◆ Records from a data collection ◆
>>>>
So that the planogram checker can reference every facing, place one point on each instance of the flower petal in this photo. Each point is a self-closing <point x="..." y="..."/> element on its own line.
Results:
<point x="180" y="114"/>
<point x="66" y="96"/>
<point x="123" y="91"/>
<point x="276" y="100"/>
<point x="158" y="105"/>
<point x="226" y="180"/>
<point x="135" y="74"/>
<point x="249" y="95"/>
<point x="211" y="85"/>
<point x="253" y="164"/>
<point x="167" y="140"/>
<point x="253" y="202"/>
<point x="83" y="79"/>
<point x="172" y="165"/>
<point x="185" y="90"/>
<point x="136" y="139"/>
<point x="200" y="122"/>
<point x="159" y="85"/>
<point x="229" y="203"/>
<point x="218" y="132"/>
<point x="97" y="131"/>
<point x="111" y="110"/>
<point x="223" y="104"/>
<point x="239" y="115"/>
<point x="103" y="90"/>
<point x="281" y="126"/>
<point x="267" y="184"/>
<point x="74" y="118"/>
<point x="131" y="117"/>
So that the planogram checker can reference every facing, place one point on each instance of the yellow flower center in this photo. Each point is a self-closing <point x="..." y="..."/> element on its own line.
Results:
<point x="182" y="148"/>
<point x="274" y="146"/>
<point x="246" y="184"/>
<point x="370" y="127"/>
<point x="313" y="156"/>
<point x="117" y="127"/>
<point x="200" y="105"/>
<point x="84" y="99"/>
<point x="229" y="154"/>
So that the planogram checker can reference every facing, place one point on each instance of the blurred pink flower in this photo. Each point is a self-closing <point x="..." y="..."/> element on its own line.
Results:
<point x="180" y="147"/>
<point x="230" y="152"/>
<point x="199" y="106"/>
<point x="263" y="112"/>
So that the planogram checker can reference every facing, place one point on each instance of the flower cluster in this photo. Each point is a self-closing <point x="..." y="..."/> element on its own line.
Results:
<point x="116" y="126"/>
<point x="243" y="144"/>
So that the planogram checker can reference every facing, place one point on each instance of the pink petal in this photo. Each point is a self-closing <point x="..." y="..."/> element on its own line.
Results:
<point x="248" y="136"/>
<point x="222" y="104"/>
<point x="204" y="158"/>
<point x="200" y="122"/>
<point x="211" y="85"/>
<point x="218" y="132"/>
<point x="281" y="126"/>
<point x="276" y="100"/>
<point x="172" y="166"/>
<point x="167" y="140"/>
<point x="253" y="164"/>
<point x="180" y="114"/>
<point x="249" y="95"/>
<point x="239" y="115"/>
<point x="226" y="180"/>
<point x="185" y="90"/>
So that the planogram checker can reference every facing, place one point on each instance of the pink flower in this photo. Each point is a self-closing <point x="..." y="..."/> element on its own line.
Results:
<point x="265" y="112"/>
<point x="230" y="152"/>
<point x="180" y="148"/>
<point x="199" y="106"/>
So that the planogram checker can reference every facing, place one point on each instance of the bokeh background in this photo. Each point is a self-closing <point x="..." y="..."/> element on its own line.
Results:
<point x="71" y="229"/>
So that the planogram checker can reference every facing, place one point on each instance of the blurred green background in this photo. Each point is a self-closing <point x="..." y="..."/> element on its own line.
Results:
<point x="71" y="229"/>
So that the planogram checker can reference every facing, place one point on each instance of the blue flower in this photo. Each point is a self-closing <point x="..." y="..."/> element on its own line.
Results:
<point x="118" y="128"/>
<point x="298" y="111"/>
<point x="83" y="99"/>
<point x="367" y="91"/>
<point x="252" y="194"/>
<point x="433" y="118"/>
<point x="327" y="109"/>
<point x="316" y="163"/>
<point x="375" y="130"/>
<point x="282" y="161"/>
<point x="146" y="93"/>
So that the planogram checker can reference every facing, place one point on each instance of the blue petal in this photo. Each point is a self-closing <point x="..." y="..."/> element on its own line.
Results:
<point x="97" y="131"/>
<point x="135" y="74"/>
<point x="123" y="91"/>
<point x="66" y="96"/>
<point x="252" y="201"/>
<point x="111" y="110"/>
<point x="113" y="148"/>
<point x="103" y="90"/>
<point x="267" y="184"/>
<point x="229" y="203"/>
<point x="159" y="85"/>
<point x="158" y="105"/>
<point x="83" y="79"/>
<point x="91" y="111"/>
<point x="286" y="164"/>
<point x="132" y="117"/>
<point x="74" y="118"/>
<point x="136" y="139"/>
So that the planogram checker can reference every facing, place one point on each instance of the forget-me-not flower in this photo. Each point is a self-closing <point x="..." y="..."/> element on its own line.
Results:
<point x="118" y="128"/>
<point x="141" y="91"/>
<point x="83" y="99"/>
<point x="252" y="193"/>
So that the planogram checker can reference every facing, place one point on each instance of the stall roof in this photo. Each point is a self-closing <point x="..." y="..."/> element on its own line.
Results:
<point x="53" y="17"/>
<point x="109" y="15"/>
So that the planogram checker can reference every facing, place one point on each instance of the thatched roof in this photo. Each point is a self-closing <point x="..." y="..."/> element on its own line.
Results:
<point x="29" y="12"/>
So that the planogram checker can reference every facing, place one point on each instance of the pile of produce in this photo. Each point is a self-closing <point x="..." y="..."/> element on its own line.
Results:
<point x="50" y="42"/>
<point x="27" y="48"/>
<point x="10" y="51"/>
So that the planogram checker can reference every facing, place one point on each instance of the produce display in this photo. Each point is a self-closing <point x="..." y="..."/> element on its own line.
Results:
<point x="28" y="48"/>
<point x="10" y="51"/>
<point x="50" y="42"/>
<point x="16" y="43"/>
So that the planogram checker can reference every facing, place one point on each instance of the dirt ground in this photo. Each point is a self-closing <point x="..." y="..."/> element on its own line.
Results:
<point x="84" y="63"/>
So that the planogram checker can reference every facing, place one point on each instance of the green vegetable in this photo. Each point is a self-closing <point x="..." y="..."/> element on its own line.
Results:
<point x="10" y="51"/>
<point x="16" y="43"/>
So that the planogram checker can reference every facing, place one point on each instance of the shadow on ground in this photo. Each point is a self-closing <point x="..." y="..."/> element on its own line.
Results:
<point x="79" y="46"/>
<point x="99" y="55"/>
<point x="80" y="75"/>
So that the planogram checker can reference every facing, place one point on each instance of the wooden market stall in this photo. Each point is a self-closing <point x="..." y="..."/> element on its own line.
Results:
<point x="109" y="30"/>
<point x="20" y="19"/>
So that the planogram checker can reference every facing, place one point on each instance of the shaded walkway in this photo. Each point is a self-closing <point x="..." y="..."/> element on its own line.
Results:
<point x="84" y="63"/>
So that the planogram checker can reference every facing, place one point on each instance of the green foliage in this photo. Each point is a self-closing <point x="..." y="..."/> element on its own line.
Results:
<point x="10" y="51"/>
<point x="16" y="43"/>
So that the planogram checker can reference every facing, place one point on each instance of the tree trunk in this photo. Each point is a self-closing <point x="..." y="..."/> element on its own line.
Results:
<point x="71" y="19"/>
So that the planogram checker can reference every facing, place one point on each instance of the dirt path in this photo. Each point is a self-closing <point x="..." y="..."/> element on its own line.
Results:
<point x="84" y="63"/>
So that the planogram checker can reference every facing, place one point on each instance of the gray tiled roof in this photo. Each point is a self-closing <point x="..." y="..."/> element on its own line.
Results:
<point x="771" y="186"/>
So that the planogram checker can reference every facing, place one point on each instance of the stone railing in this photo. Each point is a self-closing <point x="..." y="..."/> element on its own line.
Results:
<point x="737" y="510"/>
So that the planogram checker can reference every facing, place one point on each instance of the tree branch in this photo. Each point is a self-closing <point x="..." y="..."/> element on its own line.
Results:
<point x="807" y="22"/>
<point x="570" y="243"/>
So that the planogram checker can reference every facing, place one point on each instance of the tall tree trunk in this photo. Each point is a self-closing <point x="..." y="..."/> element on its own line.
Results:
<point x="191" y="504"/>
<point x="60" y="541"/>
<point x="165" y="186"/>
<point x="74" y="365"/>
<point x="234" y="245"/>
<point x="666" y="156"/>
<<<<
◆ Exercise instructions ◆
Reproduce each entry above exactly, keeping every character.

◆ Solution ◆
So that the planogram checker can reference every facing, place one point on each instance of the flower petal in this photo. Each point is a self-closing <point x="..." y="..."/> element on its own line.
Results:
<point x="180" y="114"/>
<point x="66" y="96"/>
<point x="123" y="91"/>
<point x="276" y="100"/>
<point x="158" y="105"/>
<point x="226" y="180"/>
<point x="135" y="74"/>
<point x="249" y="95"/>
<point x="211" y="85"/>
<point x="253" y="164"/>
<point x="167" y="140"/>
<point x="253" y="202"/>
<point x="83" y="79"/>
<point x="172" y="165"/>
<point x="185" y="90"/>
<point x="136" y="139"/>
<point x="200" y="122"/>
<point x="159" y="85"/>
<point x="229" y="203"/>
<point x="218" y="132"/>
<point x="97" y="131"/>
<point x="111" y="110"/>
<point x="223" y="104"/>
<point x="239" y="115"/>
<point x="103" y="90"/>
<point x="281" y="126"/>
<point x="267" y="184"/>
<point x="74" y="118"/>
<point x="131" y="117"/>
So that the planogram checker can reference every facing, place one point on each instance of the yellow flower center in this photo. Each point is a self-closing <point x="..." y="..."/> element on its own line.
Results:
<point x="182" y="148"/>
<point x="274" y="146"/>
<point x="246" y="184"/>
<point x="370" y="127"/>
<point x="313" y="156"/>
<point x="117" y="127"/>
<point x="200" y="105"/>
<point x="84" y="99"/>
<point x="229" y="154"/>
So that the planogram checker can reference every facing, place one point on each instance of the blurred pink flower in this photo. Each point is a self-closing <point x="..." y="..."/> element on its own line.
Results:
<point x="180" y="147"/>
<point x="230" y="152"/>
<point x="199" y="106"/>
<point x="263" y="112"/>
So that the planogram checker can reference every facing, place one point on each instance of the flower cluster in this photo. Each point is a self-closing <point x="..." y="..."/> element on its own line.
Results:
<point x="116" y="126"/>
<point x="243" y="144"/>
So that the planogram checker can reference every facing, place one point on each instance of the pink petal in this photo. Each point is a self-closing <point x="..." y="..."/> element on its own line.
Results:
<point x="248" y="136"/>
<point x="222" y="104"/>
<point x="204" y="158"/>
<point x="200" y="122"/>
<point x="211" y="85"/>
<point x="218" y="132"/>
<point x="281" y="126"/>
<point x="276" y="100"/>
<point x="172" y="166"/>
<point x="167" y="140"/>
<point x="253" y="164"/>
<point x="180" y="114"/>
<point x="249" y="95"/>
<point x="239" y="115"/>
<point x="226" y="180"/>
<point x="185" y="90"/>
So that the planogram checker can reference every facing, place one point on each instance of the pink flower in this photo. Each point is a self-closing <point x="..." y="..."/> element on its own line.
Results:
<point x="265" y="112"/>
<point x="230" y="152"/>
<point x="180" y="148"/>
<point x="199" y="106"/>
So that the planogram checker can reference every facing, place one point on each instance of the bokeh background in this photo. Each point is a self-closing <point x="..." y="..."/> element on its own line.
Results:
<point x="71" y="229"/>
So that the planogram checker can reference every facing, place one point on each instance of the blurred green background in this photo. Each point is a self-closing <point x="..." y="..."/> element on its own line.
Results:
<point x="71" y="229"/>
So that the planogram checker can reference every facing, place one point on each instance of the blue flower in this photo. Each point is a self-closing <point x="..." y="..."/> element on its own line.
Results:
<point x="118" y="128"/>
<point x="298" y="111"/>
<point x="83" y="99"/>
<point x="367" y="91"/>
<point x="252" y="194"/>
<point x="433" y="118"/>
<point x="327" y="109"/>
<point x="316" y="163"/>
<point x="375" y="130"/>
<point x="282" y="161"/>
<point x="146" y="93"/>
So that the planogram checker can reference every facing, place one point on each instance of the blue petal in this photo. Each point is a self-closing <point x="..." y="..."/> element on its own line.
Results:
<point x="97" y="131"/>
<point x="135" y="74"/>
<point x="123" y="91"/>
<point x="66" y="96"/>
<point x="252" y="201"/>
<point x="111" y="110"/>
<point x="113" y="148"/>
<point x="103" y="90"/>
<point x="267" y="184"/>
<point x="229" y="203"/>
<point x="159" y="85"/>
<point x="158" y="105"/>
<point x="83" y="79"/>
<point x="91" y="111"/>
<point x="286" y="164"/>
<point x="132" y="117"/>
<point x="74" y="118"/>
<point x="136" y="139"/>
So that the planogram checker can reference every facing, place one point on each instance of the forget-me-not flower in this photo. Each point is a self-closing <point x="..." y="..."/> element on its own line.
Results:
<point x="118" y="128"/>
<point x="141" y="91"/>
<point x="83" y="99"/>
<point x="252" y="193"/>
So that the planogram checker can reference every facing, place one point on each instance of the stall roof in this photo. Each point is a self-closing <point x="..." y="..."/> element on its own line.
Results:
<point x="53" y="17"/>
<point x="109" y="15"/>
So that the planogram checker can reference every facing, place one point on each instance of the thatched roof in this photo. Each point is a self-closing <point x="..." y="..."/> element on its own line.
Results:
<point x="29" y="12"/>
So that the planogram checker can reference every facing, place one point on each instance of the pile of produce in this photo. Each point is a self-closing <point x="..." y="..."/> element on its own line.
Results:
<point x="50" y="42"/>
<point x="27" y="48"/>
<point x="10" y="51"/>
So that the planogram checker can reference every facing, place one point on each instance of the produce display in this photo. Each point is a self-closing <point x="..." y="..."/> element on its own line.
Results:
<point x="28" y="48"/>
<point x="10" y="51"/>
<point x="50" y="42"/>
<point x="16" y="43"/>
So that the planogram checker can reference every facing, place one point on each instance of the dirt ground in this photo. Each point is a self-closing <point x="..." y="..."/> element on its own line.
Results:
<point x="84" y="63"/>
So that the planogram checker can reference every facing, place one point on each instance of the green vegetable in this photo. Each point is a self-closing <point x="..." y="..."/> element on its own line.
Results:
<point x="10" y="51"/>
<point x="16" y="43"/>
So that the planogram checker can reference every facing, place one point on each instance of the shadow on ground in this photo. Each point is a self-closing <point x="..." y="..."/> element on its own line.
Results:
<point x="79" y="46"/>
<point x="99" y="55"/>
<point x="80" y="75"/>
So that the planogram checker can reference every facing, place one point on each instance of the wooden market stall in this photo. Each point is a self-closing <point x="..." y="..."/> element on its own line.
Results:
<point x="109" y="30"/>
<point x="20" y="19"/>
So that the planogram checker can reference every facing, place one point on each instance of the shaded walkway in this photo. Each point is a self-closing <point x="..." y="..."/> element on its own line.
Results:
<point x="84" y="63"/>
So that the planogram checker can reference every facing, place one point on each instance of the green foliage in this photo. Each point is a self-closing <point x="..." y="..."/> element on its own line.
Results:
<point x="10" y="51"/>
<point x="16" y="43"/>
So that the planogram checker can reference every facing, place one point on each instance of the tree trunk in this photo. Each point is a self-closing <point x="..." y="..."/> element on its own line.
Results:
<point x="71" y="19"/>
So that the planogram checker can reference every facing, place one point on each instance of the dirt path in this photo. Each point is a self-closing <point x="..." y="..."/> element on its own line.
Results:
<point x="84" y="63"/>
So that the planogram checker can reference every facing, place one point on each instance of the gray tiled roof in this photo. Each point is a self-closing <point x="..." y="..."/> element on its own line.
Results:
<point x="771" y="186"/>
So that the planogram checker can reference every facing, place one point on each instance of the stone railing in this photo. Each point is a self-closing <point x="..." y="..."/> element on its own line.
Results:
<point x="737" y="510"/>
So that the planogram checker can reference every facing, place one point on each instance of the tree branch in this photo. Each point is a self-closing <point x="..." y="..."/> element on its own line.
Results:
<point x="807" y="22"/>
<point x="570" y="243"/>
So that the planogram checker can reference every facing, place one point on each instance of the tall tree trunk in this photo. Each point is a self-closing <point x="..." y="..."/> element on its own line.
Results:
<point x="191" y="504"/>
<point x="60" y="541"/>
<point x="165" y="186"/>
<point x="74" y="365"/>
<point x="234" y="245"/>
<point x="666" y="156"/>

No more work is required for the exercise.